◆ EXERCISE TEXT:
=== Begin Enclosure ===
But it's still not a public option, like most of the "compromises" we've seen floated in the Senate. Here's Jacob Hacker, the healthcare expert who authored the original public option idea, on the latest developments.
They represent abandonment of the public plan idea altogether. One proposal that is being floated, for example, is the chartering of a national nonprofit plan, similar to the "cooperatives" that Senator Kent Conrad has advocated. But the whole point of the public plan is to create a plan that is up and running quickly and constructed on the existing infrastructure of Medicare so that it can create competitive pressure for insurers and serve as a backup for consumers on day one. In 35 states, after all, the largest private insurer enrolls more than half of privately insured patients. Many of these plans are nonprofits already--the problem is that they don’t face a credible alternative.
Another, even stranger idea is to offer the nonprofit plans available in the Federal Employees Health Benefit Plan (FEHBP) within the exchange. Since the FEHBP is itself a form of exchange, this amounts to offer a new set of private plans within a new set of private plans. How is that going to provide real pressure on private insurers in a consolidated insurance market in which nonprofit plans already have a large presence (and often act little differently from for-profit plans)?
=== End Enclosure ===
Answer these questions about the health-plan passage.
(a) Which senator has advocated the "cooperatives"?
(b) In how many states does the largest private insurer enroll more than half of privately insured patients?
(c) The public plan would be constructed on the existing infrastructure of which program?
Use only the health-plan passage to answer; bring in nothing from outside it.

◆ INFORMATION GIVEN:
=== Begin Enclosure ===
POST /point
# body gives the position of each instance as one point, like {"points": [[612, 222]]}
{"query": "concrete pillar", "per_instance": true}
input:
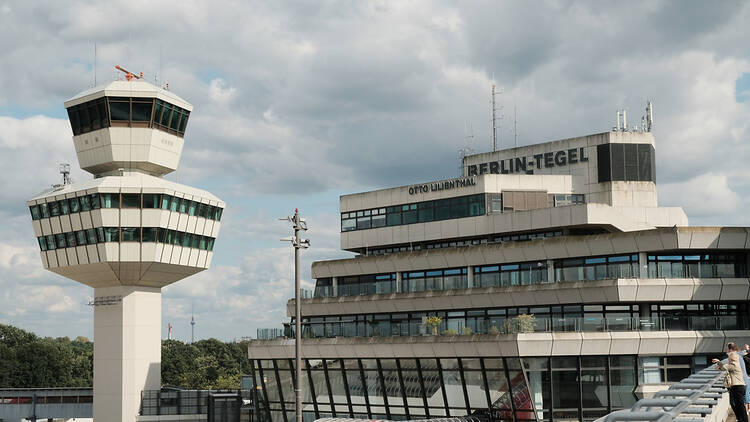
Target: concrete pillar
{"points": [[550, 271], [127, 350], [643, 264]]}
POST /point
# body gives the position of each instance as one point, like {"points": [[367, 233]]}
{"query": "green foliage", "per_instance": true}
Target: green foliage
{"points": [[30, 361]]}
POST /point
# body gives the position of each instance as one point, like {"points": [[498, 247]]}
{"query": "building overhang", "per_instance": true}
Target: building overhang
{"points": [[614, 291], [661, 239], [643, 343]]}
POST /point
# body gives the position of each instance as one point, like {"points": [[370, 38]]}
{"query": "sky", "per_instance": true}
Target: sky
{"points": [[299, 102]]}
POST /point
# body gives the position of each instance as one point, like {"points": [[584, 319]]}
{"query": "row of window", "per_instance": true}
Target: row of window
{"points": [[95, 201], [418, 212], [395, 389], [125, 234], [122, 111], [712, 265], [597, 268], [569, 318], [466, 242], [571, 388], [697, 265]]}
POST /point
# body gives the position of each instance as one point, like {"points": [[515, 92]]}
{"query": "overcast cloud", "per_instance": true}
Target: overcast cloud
{"points": [[299, 102]]}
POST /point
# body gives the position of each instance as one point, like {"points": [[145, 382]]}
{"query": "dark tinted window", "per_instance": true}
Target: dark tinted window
{"points": [[142, 110], [119, 109], [150, 200], [626, 162], [131, 200]]}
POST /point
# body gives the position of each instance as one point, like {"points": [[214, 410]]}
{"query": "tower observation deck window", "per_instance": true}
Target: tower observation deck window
{"points": [[127, 112], [417, 212]]}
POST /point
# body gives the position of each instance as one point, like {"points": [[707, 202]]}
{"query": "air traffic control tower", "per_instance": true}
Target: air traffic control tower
{"points": [[127, 232]]}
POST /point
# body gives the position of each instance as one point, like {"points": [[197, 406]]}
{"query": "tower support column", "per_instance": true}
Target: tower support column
{"points": [[127, 350]]}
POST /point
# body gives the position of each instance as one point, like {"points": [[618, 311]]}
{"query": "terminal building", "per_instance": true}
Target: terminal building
{"points": [[546, 283]]}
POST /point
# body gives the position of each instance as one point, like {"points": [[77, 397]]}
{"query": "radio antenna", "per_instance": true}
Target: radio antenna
{"points": [[515, 124], [495, 118]]}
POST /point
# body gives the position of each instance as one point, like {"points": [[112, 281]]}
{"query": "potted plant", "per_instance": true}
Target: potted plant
{"points": [[434, 322]]}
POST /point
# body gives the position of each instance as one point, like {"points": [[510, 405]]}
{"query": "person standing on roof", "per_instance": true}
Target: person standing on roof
{"points": [[734, 381]]}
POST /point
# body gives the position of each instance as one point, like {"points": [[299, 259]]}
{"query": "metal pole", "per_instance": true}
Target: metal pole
{"points": [[298, 321]]}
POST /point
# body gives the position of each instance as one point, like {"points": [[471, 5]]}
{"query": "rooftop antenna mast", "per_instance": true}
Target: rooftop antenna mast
=== End Enclosure ===
◆ ANSWER SPACE:
(a) Kent Conrad
(b) 35
(c) Medicare